REQUIRED ACTION 1 »
Using the article on Rotor X's aircraft plans, answer the following:
(a) Which company's assets did Rotor X acquire in January?
(b) In what year did the "Black Knight Transformer" first fly?
(c) What range does the piston-powered RX Transporter have?
REQUIRED ACTION 2 »
Extract a passage from the article on Rotor X's aircraft plans word for word. Begin at the words "The aircraft will", and stop after "to seven passengers.".

A kit-build helicopter manufacturer is entering the eVTOL market. Rotor X (RX) is partnering on the development of civilian and military multicopter aircraft that can be powered by either conventional piston or all-electric engines. In January, Rotor X acquired the assets of Chandler, Arizona-based Rotorway International, the long-time manufacturer of two-seat kit helicopters, including the A600 Talon Turbo. Kit-built aircraft are assembled by amateur customers using kits of parts supplied by the manufacturer.
In partnership with Advanced Tactics (AT) of Torrance, California, RX is now developing the quadrotor, six-seat RX eTransporter for passenger, emergency medical, search and rescue, and cargo operations. The eTransporter uses a small wing to enhance lift, can fly more than 1.5 hours or hover for up to 45 minutes on a single charge, and can safely fly with one engine out.
RX is targeting this fall to begin flight testing and 2022 for FAA certification for a cargo variant, with the passenger version to be approved by 2024. The company said the aircraft’s technology has been in development for “over a decade” and builds on AT’s eight-engine air-land vehicle, the “Black Knight Transformer” that first flew in 2014 and could be driven on the ground. AT is working with the USAF on two contracts related to the eTransporter. RX would build a civilian version of that aircraft.
The aircraft will be offered with a choice of a piston engine or all-electric power. Both aircraft have a maximum speed of 139 knots, a service ceiling of 20,000 feet, an 8,000-pound maximum takeoff weight. The piston-powered RX Transporter has more endurance and a longer range of 300 nm and a useful load of 4,000 pounds, compared with 200 nm and 1,600 pounds, respectively, on the eTransporter. RX expects the certified piston-powered version will be able to carry one or two crew and up to 10 passengers while the all-electric version would be cleared to carry one or two crew and up to seven passengers.

RAW DATA »
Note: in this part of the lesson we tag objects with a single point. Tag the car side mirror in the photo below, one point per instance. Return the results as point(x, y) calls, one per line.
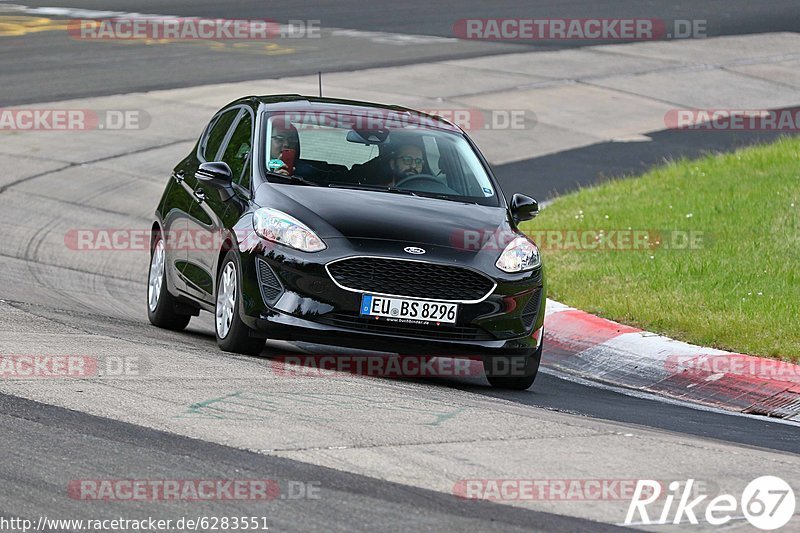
point(216, 171)
point(523, 207)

TASK RESPONSE 1 »
(a) Rotorway International, based in Chandler, Arizona
(b) 2014
(c) 300 nm

TASK RESPONSE 2 »
The aircraft will be offered with a choice of a piston engine or all-electric power. Both aircraft have a maximum speed of 139 knots, a service ceiling of 20,000 feet, an 8,000-pound maximum takeoff weight. The piston-powered RX Transporter has more endurance and a longer range of 300 nm and a useful load of 4,000 pounds, compared with 200 nm and 1,600 pounds, respectively, on the eTransporter. RX expects the certified piston-powered version will be able to carry one or two crew and up to 10 passengers while the all-electric version would be cleared to carry one or two crew and up to seven passengers.